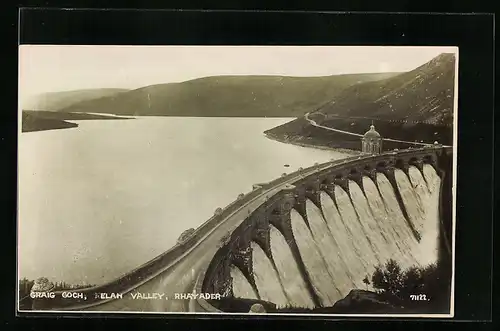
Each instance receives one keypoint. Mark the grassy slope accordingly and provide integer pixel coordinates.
(60, 100)
(423, 94)
(236, 96)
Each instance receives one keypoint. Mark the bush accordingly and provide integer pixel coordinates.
(400, 284)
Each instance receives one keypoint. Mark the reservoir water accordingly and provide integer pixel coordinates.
(99, 200)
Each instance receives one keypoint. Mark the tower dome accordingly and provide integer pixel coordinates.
(372, 133)
(371, 142)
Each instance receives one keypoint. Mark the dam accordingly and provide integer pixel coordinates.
(305, 239)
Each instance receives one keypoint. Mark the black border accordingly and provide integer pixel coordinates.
(472, 33)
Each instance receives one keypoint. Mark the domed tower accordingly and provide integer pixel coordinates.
(371, 142)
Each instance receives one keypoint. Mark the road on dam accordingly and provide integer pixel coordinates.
(314, 123)
(181, 277)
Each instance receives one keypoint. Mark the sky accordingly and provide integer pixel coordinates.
(53, 68)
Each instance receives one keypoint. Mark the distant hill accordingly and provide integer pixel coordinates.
(412, 106)
(228, 96)
(41, 120)
(60, 100)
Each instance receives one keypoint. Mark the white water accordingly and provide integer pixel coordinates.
(288, 271)
(266, 278)
(330, 253)
(241, 286)
(315, 265)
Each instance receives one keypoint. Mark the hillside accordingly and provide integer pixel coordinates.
(60, 100)
(412, 106)
(32, 123)
(235, 96)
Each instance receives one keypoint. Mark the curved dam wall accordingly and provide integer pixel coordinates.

--

**Do this:** Reproduce the rows above word for word, beginning at the line that contains "Each instance receives one keypoint. Mark the tower" and stopping after the final row, with both ends included.

**Exercise solution:**
Each instance receives one keypoint. Mark the tower dome accordingly and provide integer pixel coordinates.
(372, 133)
(371, 142)
Each instance receives one keypoint. Mark the dam accordingly and provide integer pixel coordinates.
(305, 239)
Each instance receives one keypoint. Mark the black border accordingly and provide integer pixel coordinates.
(472, 33)
Each instance receives one keypoint. Mark the domed tower accordingly and provide integer pixel coordinates.
(371, 142)
Each instance receives one keypoint. Mark the road on dam accordingly and provide integer pixel coordinates.
(314, 123)
(181, 277)
Each instance receives one keypoint. Mark the sky accordingly and provide integer pixel coordinates.
(53, 68)
Each instance receives one keypoint. Mark the distant hill accordingly and provide integer pixel coordinates.
(412, 106)
(228, 96)
(41, 120)
(60, 100)
Each instance receives one keypoint. Mark the white water accordingly and provide integer pixel coordinates.
(288, 271)
(266, 278)
(330, 253)
(241, 286)
(315, 265)
Each instance receives one keypoint. Mark the hillside accordingly and provide integer pixel coordinates.
(60, 100)
(412, 106)
(32, 123)
(235, 96)
Each instance receives one keypoint. Mark the curved dam wall accordingly and provide integer pixel coordinates.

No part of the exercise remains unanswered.